=== 演習本文 ===
++++++

スタンフォード大学のBiodesign Fellowshipという1年の奨学金プログラム。対象領域は医療機器、です。
Biodesignは医学部と工学部の学際学部、Bio-Xの一部門。奨学生は年間4-8人程度の少数精鋭ながら、過去7年間分の生徒の母集団から、外部からの増資に成功したベンチャーが10社誕生。なお、冒頭の写真はBio-Xの校舎。NetscapeファウンダーのJim Clarkが工事費の相当額を寄付したのでClark Centerと呼ばれている。
以下、同プログラムのサイトと、半年ほど前にこのプログラムの推進者であるところのDr. Yockに伺った話を基にしてます。
さて、これまで生まれたベンチャーの内訳は・・
- Kerberos: 買収
- InnoSpice: 買収
- NeoGuide: シリーズC増資
- Acumen: シリーズB増資
- Stemcor Systems: シリーズA増資
- iRhythm: シリーズA増資
- simpiricaspine: シリーズA増資
- Spiracur: シリーズA増資
- Curant: SBIR Phase 1
- InSite: SBIR Phase 1
増資状況は、半年ほど前に聞いたときのものなので、今はちょっと違うかもしれませんが。「シリーズ」は増資の進み方で、Aが最初、その後、B、Cと進んでいく。買収されるのは大変美しいエグジットであります。
なお、奨学金のファンディングの一部はベンチャーキャピタルからも出ており、彼らもまじめに投資先を探しているということかと。

++++++

データ項目:
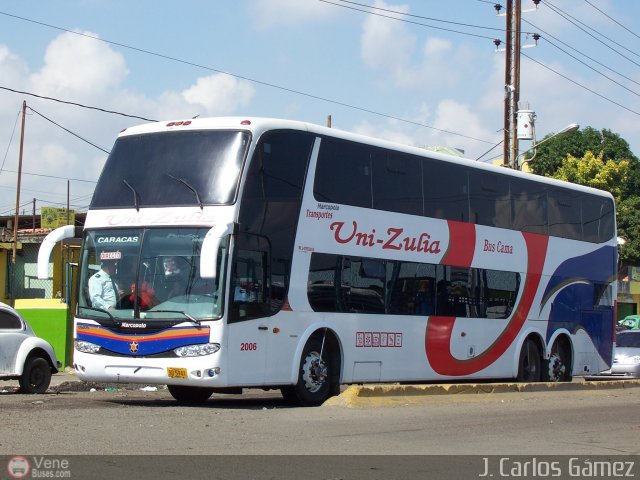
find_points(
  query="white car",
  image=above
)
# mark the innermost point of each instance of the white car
(23, 355)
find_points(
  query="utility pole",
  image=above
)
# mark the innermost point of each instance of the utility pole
(506, 144)
(515, 95)
(17, 215)
(511, 82)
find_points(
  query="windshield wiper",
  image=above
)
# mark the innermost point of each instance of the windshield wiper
(116, 322)
(135, 195)
(189, 317)
(186, 184)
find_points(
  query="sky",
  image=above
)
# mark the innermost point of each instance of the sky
(418, 72)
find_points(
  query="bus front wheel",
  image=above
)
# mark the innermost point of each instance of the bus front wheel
(530, 363)
(186, 394)
(36, 376)
(314, 376)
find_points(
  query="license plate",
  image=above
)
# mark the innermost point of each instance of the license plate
(176, 372)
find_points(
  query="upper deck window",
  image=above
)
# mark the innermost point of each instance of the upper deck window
(172, 169)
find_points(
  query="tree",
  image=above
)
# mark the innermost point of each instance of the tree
(629, 229)
(613, 177)
(552, 153)
(594, 171)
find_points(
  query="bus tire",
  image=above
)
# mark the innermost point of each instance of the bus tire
(314, 376)
(36, 376)
(188, 394)
(530, 362)
(559, 364)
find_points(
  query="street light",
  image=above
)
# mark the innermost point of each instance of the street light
(572, 127)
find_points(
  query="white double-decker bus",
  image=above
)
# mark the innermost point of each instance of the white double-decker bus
(278, 254)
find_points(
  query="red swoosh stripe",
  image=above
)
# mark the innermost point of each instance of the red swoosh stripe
(438, 333)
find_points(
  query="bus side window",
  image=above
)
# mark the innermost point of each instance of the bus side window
(249, 283)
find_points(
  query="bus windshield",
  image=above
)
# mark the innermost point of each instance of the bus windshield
(148, 273)
(172, 169)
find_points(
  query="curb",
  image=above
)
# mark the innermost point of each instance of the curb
(362, 395)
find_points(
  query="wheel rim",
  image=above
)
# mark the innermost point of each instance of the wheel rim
(314, 372)
(36, 377)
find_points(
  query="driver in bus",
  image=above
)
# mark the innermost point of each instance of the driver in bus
(103, 290)
(175, 281)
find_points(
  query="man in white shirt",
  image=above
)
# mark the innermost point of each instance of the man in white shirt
(103, 290)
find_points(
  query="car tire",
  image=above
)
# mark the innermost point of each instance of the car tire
(36, 376)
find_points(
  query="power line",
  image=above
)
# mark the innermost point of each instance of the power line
(547, 34)
(592, 68)
(403, 20)
(69, 131)
(75, 104)
(10, 140)
(396, 12)
(612, 19)
(258, 82)
(569, 18)
(52, 176)
(580, 85)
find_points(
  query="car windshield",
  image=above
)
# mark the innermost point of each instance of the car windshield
(148, 273)
(628, 339)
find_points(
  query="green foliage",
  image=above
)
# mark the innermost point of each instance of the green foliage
(629, 229)
(594, 172)
(553, 152)
(600, 159)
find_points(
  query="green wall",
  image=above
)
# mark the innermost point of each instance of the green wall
(48, 318)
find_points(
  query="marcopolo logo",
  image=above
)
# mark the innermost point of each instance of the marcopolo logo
(18, 467)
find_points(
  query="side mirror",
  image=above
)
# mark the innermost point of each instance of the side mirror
(210, 247)
(44, 254)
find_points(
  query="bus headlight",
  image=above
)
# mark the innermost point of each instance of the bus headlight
(197, 350)
(86, 347)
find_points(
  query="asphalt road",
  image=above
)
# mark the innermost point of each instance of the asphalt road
(135, 422)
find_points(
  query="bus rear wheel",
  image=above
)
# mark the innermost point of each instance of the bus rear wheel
(314, 376)
(187, 394)
(530, 363)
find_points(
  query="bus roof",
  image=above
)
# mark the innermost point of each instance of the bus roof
(258, 125)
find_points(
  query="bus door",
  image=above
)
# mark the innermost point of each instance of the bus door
(248, 312)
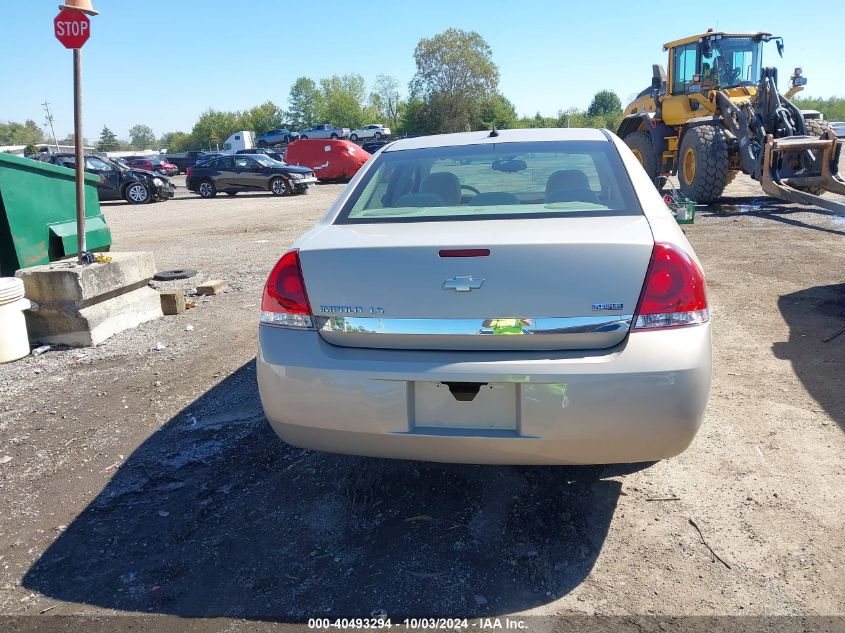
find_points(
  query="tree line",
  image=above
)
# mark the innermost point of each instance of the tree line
(455, 88)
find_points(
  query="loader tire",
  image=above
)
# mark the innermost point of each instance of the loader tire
(703, 163)
(814, 128)
(642, 147)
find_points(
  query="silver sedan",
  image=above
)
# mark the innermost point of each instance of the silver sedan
(512, 297)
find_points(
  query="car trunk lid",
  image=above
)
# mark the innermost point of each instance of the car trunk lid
(546, 284)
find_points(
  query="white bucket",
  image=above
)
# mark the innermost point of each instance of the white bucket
(14, 342)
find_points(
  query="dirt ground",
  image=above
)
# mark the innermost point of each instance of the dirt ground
(142, 478)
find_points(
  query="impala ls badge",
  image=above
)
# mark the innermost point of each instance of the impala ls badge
(462, 284)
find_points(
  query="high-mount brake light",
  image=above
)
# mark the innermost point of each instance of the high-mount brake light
(674, 293)
(285, 300)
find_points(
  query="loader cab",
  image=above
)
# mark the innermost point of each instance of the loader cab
(712, 61)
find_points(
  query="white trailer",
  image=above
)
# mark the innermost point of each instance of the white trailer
(238, 141)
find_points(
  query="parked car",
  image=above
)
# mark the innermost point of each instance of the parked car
(184, 160)
(248, 172)
(275, 137)
(262, 150)
(330, 160)
(324, 131)
(371, 147)
(374, 130)
(521, 297)
(118, 182)
(153, 164)
(207, 156)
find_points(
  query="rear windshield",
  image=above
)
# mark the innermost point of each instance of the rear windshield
(493, 181)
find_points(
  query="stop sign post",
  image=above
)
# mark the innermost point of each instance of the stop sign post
(73, 28)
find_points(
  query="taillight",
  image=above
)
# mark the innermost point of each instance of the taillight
(285, 300)
(674, 293)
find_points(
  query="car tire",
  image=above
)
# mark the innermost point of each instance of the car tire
(137, 193)
(279, 186)
(206, 188)
(814, 128)
(642, 147)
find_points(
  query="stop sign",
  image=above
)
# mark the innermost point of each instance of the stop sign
(72, 28)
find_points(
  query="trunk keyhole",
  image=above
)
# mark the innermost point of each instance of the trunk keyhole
(464, 391)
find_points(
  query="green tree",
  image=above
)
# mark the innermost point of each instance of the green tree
(260, 119)
(833, 108)
(416, 118)
(175, 141)
(605, 103)
(213, 127)
(343, 100)
(70, 140)
(141, 136)
(497, 111)
(108, 140)
(304, 104)
(455, 73)
(386, 101)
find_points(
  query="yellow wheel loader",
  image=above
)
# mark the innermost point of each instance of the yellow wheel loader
(718, 112)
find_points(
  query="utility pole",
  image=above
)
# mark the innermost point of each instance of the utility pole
(50, 123)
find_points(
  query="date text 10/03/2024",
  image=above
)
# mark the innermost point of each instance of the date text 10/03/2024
(418, 623)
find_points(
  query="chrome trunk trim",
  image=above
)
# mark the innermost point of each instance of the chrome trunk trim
(587, 332)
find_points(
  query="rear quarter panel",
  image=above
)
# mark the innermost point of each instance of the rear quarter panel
(664, 228)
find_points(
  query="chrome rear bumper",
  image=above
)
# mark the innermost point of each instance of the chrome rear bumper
(642, 400)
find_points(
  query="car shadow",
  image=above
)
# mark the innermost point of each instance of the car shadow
(767, 209)
(214, 516)
(813, 315)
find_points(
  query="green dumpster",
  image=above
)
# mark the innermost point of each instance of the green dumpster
(38, 214)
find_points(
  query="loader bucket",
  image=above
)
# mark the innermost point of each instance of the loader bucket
(779, 152)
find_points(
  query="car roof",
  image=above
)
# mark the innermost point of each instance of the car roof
(504, 136)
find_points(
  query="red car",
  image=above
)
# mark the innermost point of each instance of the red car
(153, 164)
(330, 160)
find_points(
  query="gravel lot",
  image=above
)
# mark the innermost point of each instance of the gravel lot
(135, 480)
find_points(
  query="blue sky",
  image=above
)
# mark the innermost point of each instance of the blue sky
(162, 62)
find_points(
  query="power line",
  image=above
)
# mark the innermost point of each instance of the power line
(50, 123)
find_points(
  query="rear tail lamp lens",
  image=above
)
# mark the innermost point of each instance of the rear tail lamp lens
(674, 293)
(285, 300)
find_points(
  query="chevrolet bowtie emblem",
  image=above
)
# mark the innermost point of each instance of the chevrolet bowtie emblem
(462, 284)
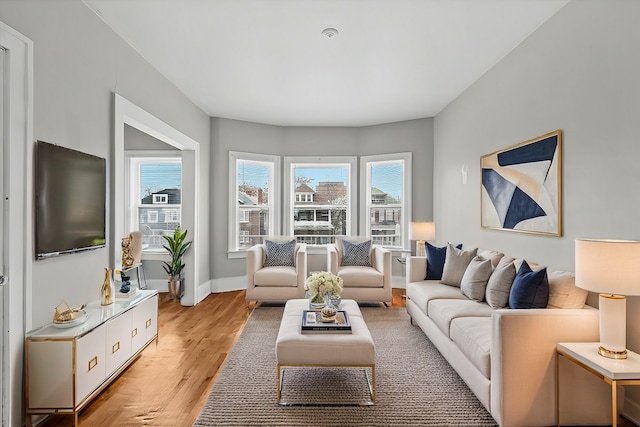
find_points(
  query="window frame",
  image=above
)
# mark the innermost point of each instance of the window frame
(366, 163)
(274, 198)
(290, 162)
(133, 160)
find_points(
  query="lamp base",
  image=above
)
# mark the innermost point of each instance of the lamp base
(613, 326)
(611, 354)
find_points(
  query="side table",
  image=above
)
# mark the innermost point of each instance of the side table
(612, 371)
(403, 260)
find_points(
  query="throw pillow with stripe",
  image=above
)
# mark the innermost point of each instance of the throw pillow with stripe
(280, 253)
(356, 253)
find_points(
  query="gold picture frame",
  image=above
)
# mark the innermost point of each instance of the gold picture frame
(521, 187)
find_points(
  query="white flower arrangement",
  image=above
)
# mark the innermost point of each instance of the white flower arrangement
(322, 283)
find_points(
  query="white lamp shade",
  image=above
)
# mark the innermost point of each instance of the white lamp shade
(608, 266)
(422, 230)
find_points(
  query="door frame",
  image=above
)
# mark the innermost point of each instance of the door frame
(17, 294)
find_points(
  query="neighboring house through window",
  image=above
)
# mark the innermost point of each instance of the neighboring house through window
(386, 198)
(323, 195)
(154, 203)
(253, 199)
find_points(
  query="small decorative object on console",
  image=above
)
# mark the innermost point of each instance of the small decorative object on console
(126, 283)
(127, 251)
(65, 317)
(107, 289)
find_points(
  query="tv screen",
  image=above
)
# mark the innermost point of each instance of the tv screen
(70, 203)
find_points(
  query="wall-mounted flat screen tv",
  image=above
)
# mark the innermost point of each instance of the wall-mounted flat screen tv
(70, 201)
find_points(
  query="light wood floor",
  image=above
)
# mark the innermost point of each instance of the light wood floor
(169, 383)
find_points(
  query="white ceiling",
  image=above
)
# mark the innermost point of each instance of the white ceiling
(266, 61)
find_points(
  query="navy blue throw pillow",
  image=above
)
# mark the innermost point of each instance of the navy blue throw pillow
(530, 289)
(435, 260)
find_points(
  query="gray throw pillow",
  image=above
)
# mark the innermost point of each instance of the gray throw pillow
(499, 284)
(279, 253)
(356, 253)
(455, 264)
(474, 280)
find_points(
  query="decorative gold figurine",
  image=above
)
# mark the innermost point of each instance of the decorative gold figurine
(107, 288)
(64, 313)
(127, 250)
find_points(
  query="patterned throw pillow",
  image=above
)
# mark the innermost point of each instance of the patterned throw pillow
(356, 253)
(280, 253)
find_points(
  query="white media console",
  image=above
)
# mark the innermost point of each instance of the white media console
(67, 367)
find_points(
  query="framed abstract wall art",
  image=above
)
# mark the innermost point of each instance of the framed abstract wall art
(521, 187)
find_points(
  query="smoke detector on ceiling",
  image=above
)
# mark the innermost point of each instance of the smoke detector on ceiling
(329, 32)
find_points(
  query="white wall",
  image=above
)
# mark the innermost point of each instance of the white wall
(415, 136)
(79, 63)
(579, 73)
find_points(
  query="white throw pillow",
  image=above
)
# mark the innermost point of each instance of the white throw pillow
(474, 280)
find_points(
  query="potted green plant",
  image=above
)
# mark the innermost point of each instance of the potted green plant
(176, 246)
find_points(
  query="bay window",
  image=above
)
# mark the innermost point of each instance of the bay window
(320, 198)
(253, 199)
(386, 199)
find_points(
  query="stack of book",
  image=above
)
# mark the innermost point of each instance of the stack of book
(312, 323)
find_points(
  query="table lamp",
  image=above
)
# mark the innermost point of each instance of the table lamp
(422, 231)
(611, 268)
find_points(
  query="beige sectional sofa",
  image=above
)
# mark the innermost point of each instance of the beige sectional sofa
(507, 356)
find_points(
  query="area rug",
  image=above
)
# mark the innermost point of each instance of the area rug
(415, 386)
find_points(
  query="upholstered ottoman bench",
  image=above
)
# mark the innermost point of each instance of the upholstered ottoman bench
(325, 349)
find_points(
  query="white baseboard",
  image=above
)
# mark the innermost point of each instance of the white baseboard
(226, 284)
(631, 411)
(162, 285)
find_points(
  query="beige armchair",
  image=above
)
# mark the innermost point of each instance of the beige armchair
(276, 282)
(362, 283)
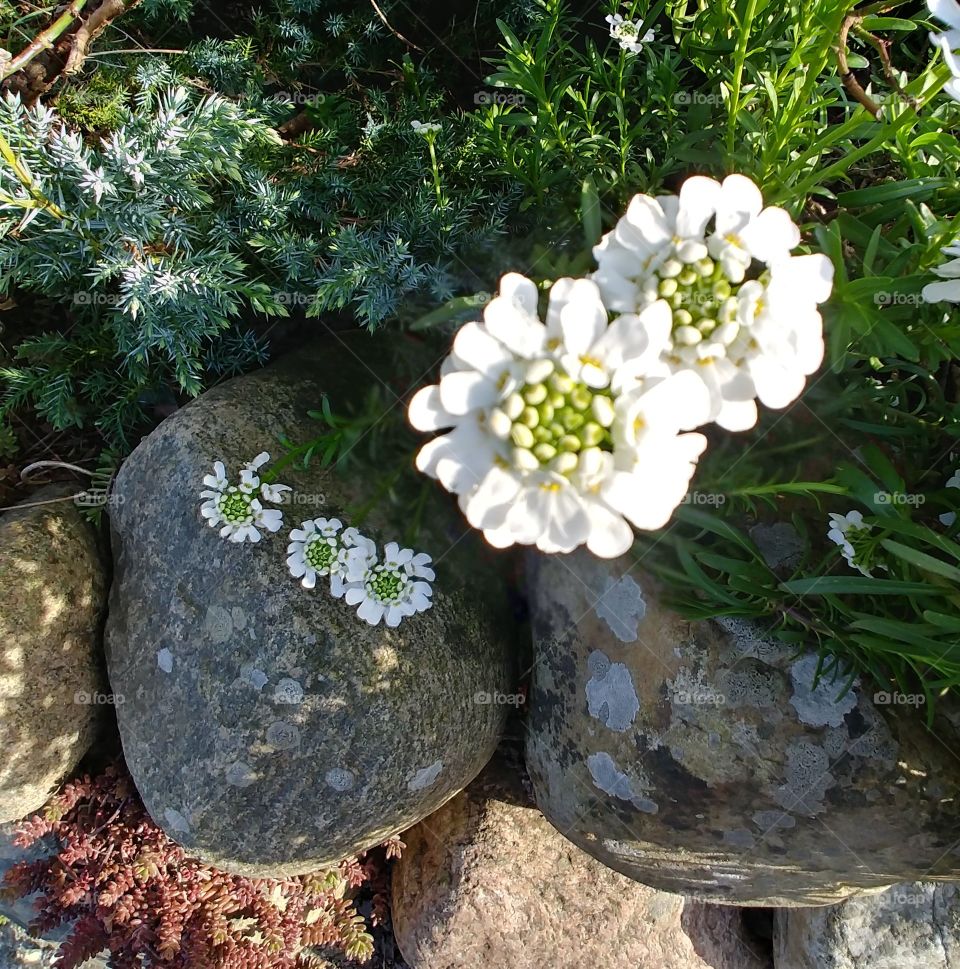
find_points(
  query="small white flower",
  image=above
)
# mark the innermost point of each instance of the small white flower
(627, 33)
(948, 292)
(321, 546)
(743, 310)
(948, 42)
(393, 589)
(237, 509)
(949, 517)
(96, 182)
(847, 531)
(559, 433)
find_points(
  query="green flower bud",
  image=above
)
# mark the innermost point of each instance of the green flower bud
(544, 452)
(602, 409)
(522, 436)
(591, 434)
(513, 406)
(561, 383)
(535, 394)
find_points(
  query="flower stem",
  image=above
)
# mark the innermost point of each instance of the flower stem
(39, 200)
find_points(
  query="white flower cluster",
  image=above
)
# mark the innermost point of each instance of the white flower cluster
(237, 509)
(948, 42)
(388, 588)
(627, 34)
(568, 431)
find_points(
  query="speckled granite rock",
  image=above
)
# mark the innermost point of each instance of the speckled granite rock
(268, 729)
(697, 758)
(910, 926)
(53, 590)
(486, 881)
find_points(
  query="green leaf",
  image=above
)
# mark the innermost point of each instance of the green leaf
(921, 560)
(590, 212)
(853, 585)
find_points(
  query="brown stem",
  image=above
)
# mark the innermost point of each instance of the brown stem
(854, 21)
(91, 28)
(44, 40)
(296, 126)
(396, 33)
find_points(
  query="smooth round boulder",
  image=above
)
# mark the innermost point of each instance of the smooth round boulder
(53, 590)
(486, 881)
(910, 926)
(700, 758)
(268, 728)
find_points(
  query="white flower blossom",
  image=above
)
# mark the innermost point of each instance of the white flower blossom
(948, 292)
(743, 310)
(627, 33)
(949, 517)
(558, 438)
(949, 41)
(321, 546)
(96, 181)
(393, 589)
(237, 509)
(847, 531)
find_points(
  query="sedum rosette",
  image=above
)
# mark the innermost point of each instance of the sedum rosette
(558, 437)
(237, 509)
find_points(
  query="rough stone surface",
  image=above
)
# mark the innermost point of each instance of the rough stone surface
(910, 926)
(52, 595)
(486, 881)
(268, 729)
(698, 758)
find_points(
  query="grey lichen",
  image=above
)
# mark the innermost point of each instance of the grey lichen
(821, 705)
(611, 780)
(426, 777)
(611, 696)
(622, 607)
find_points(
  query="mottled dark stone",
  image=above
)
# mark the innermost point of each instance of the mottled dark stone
(268, 728)
(53, 590)
(910, 926)
(486, 882)
(697, 757)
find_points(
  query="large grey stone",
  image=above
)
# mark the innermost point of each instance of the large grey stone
(910, 926)
(486, 881)
(268, 729)
(53, 590)
(698, 757)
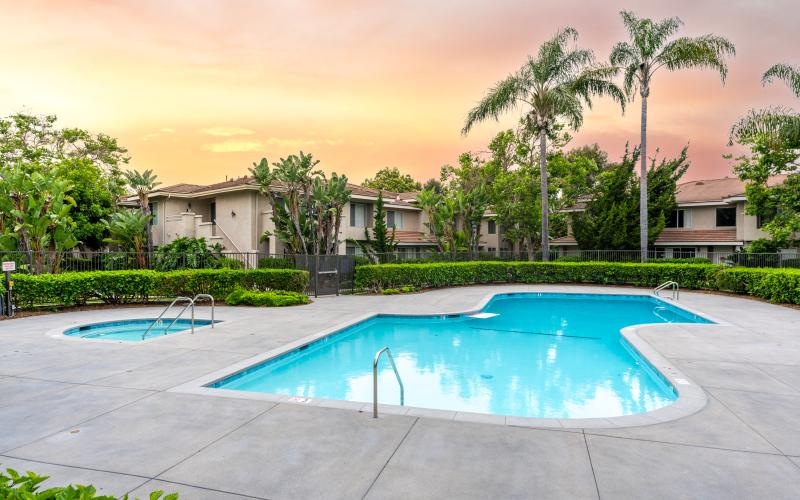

++++++

=== 要件 1 ===
演習本文によると、Biodesign Fellowshipの奨学生は年間何人程度ですか。
=== 要件 2 ===
演習本文の「以下、同プログラムのサイトと」から「を探しているということかと。」までを、すべて一字一句違えずに複写してください。
記録は演習本文の内容とは無関係です。

=== 記述回答 1 ===
年間4-8人程度です。

=== 記述回答 2 ===
以下、同プログラムのサイトと、半年ほど前にこのプログラムの推進者であるところのDr. Yockに伺った話を基にしてます。
さて、これまで生まれたベンチャーの内訳は・・
- Kerberos: 買収
- InnoSpice: 買収
- NeoGuide: シリーズC増資
- Acumen: シリーズB増資
- Stemcor Systems: シリーズA増資
- iRhythm: シリーズA増資
- simpiricaspine: シリーズA増資
- Spiracur: シリーズA増資
- Curant: SBIR Phase 1
- InSite: SBIR Phase 1
増資状況は、半年ほど前に聞いたときのものなので、今はちょっと違うかもしれませんが。「シリーズ」は増資の進み方で、Aが最初、その後、B、Cと進んでいく。買収されるのは大変美しいエグジットであります。
なお、奨学金のファンディングの一部はベンチャーキャピタルからも出ており、彼らもまじめに投資先を探しているということかと。